- _Exercise prompt_:
Rewrite the listing below with every "vision-api" changed to "image-api" and everything else left the same. Leave the pictures out of your answer.

- _Entries supplied_:
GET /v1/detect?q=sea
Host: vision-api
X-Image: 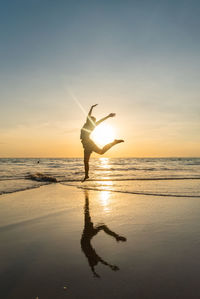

[0,157,200,198]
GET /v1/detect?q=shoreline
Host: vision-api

[0,184,200,299]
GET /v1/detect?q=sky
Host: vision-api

[0,0,200,157]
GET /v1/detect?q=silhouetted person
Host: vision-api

[81,191,126,277]
[80,104,124,182]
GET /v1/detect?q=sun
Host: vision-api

[91,124,115,146]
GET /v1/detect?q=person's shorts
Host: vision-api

[81,139,101,153]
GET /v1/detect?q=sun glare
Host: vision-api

[91,124,115,146]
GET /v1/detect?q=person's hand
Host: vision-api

[108,113,116,117]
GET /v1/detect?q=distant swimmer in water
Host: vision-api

[80,104,124,182]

- _Complete response_:
GET /v1/detect?q=sea
Host: image-api
X-Image: 

[0,157,200,198]
GET /v1/detect?q=shoreline
Host: image-api

[0,184,200,299]
GET /v1/detect?q=sky
Host: image-api

[0,0,200,157]
GET /v1/detect?q=silhouetted person
Host: image-api

[81,191,126,277]
[80,104,124,182]
GET /v1/detect?q=sun
Host: image-api

[91,124,115,146]
GET /v1/detect?q=person's shorts
Host: image-api

[81,139,101,153]
GET /v1/detect?q=sun glare
Host: image-api

[91,124,115,146]
GET /v1/detect?q=person's hand
Host: image-api

[108,113,116,117]
GET /v1/detect?q=distant swimmer in water
Host: image-api

[80,104,124,182]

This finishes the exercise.